■ **MATERIALS PROVIDED**:
------------------------------------
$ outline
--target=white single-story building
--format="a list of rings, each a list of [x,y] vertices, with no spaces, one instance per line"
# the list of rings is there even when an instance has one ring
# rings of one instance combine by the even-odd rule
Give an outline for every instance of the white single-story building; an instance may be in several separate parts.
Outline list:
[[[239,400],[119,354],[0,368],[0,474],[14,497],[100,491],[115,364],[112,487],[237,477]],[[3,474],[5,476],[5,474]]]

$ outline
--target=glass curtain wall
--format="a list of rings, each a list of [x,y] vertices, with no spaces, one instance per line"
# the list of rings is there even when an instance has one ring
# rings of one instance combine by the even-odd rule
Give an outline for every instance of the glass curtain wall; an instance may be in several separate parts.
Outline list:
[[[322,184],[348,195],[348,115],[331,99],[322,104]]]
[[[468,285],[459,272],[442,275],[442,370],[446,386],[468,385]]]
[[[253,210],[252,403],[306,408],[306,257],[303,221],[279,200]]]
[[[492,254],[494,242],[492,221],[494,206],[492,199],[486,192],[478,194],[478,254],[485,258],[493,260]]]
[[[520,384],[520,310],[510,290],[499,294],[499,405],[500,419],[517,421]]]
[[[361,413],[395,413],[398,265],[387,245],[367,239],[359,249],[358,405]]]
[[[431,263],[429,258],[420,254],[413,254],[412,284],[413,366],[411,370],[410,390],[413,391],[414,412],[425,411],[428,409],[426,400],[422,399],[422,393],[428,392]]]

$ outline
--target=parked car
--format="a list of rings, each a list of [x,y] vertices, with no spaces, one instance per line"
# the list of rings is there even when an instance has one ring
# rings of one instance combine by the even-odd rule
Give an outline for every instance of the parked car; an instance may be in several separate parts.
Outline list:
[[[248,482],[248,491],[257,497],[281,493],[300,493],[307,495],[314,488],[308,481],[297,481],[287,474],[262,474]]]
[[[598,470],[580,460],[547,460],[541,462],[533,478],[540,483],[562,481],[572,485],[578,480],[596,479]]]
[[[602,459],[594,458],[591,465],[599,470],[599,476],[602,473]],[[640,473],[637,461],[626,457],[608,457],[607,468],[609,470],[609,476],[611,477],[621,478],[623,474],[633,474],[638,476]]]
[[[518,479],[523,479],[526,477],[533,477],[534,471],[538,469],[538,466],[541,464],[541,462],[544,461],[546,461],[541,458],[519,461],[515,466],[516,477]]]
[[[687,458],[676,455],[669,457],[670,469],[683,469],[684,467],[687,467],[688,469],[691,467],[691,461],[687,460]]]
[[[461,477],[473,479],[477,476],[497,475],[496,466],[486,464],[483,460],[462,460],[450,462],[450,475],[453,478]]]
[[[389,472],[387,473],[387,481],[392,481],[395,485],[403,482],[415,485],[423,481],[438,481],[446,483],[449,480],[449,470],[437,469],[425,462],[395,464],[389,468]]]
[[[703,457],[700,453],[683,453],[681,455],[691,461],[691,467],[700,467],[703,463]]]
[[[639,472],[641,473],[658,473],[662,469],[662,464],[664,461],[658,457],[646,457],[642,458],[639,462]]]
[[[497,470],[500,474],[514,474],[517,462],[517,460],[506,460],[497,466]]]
------------------------------------
■ **GIVEN EXERCISE**:
Write out the entries in full, exactly as given.

■ **COMPLETED TASK**:
$ outline
--target=white single-story building
--format="a list of rings, each a list of [x,y] vertices, with no spaces, one instance per line"
# the list of rings is there even when an instance has one ring
# rings of one instance combine by the even-odd rule
Give an outline for every instance of the white single-story building; an instance may be in several separate parts.
Outline list:
[[[239,400],[119,354],[0,368],[0,474],[14,497],[100,491],[115,364],[112,487],[237,477]],[[3,474],[5,476],[5,474]]]

$ outline
--target=glass curtain wall
--format="a list of rings, each a list of [x,y] vertices, with no spaces, one instance per line"
# the list of rings is there even when an instance has one ring
# rings of one instance combine by the even-odd rule
Give an outline for every instance of the glass curtain wall; an instance may be in several separate parts.
Outline list:
[[[322,184],[348,195],[348,115],[331,99],[322,104]]]
[[[468,285],[459,272],[442,275],[442,370],[446,386],[468,385]]]
[[[253,210],[252,403],[306,408],[306,257],[303,221],[279,200]]]
[[[492,254],[494,242],[492,221],[494,206],[492,199],[486,192],[478,194],[478,254],[485,258],[493,260]]]
[[[520,384],[520,310],[510,290],[499,294],[499,405],[500,419],[517,421]]]
[[[361,413],[395,413],[398,265],[387,245],[367,239],[359,249],[358,405]]]
[[[431,263],[429,258],[420,254],[413,254],[412,284],[413,366],[411,370],[410,390],[413,391],[414,412],[425,411],[428,409],[426,400],[422,399],[422,393],[428,392]]]

$ outline
--target=parked car
--format="a list of rings, each a list of [x,y] vertices, with no spaces, one instance per line"
# the list of rings is there even when an instance has one ring
# rings of one instance combine by the even-odd rule
Give an outline for every instance of the parked car; an instance may be in several separate parts.
Outline list:
[[[248,482],[248,491],[257,497],[281,493],[300,493],[307,495],[314,488],[308,481],[297,481],[287,474],[262,474]]]
[[[598,470],[580,460],[547,460],[541,462],[533,478],[540,483],[562,481],[572,485],[578,480],[596,479]]]
[[[602,459],[594,458],[591,465],[599,470],[599,476],[602,473]],[[640,473],[637,461],[626,457],[608,457],[607,468],[609,470],[609,476],[611,477],[621,478],[623,474],[633,474],[638,476]]]
[[[518,479],[523,479],[526,477],[533,477],[534,471],[538,469],[538,466],[541,464],[541,462],[544,461],[546,461],[541,458],[519,461],[515,466],[516,477]]]
[[[687,458],[676,455],[669,457],[670,469],[683,469],[684,467],[687,467],[688,469],[691,467],[691,461],[687,460]]]
[[[461,477],[473,479],[477,476],[497,475],[496,466],[486,464],[483,460],[462,460],[450,462],[450,475],[453,478]]]
[[[389,472],[387,473],[387,481],[392,481],[395,485],[403,482],[415,485],[423,481],[438,481],[446,483],[449,480],[449,470],[437,469],[425,462],[395,464],[389,468]]]
[[[703,457],[700,453],[683,453],[681,455],[691,461],[691,467],[700,467],[703,463]]]
[[[639,472],[641,473],[658,473],[662,469],[662,464],[664,461],[658,457],[646,457],[642,458],[639,462]]]
[[[497,470],[500,474],[514,474],[517,462],[517,460],[506,460],[497,466]]]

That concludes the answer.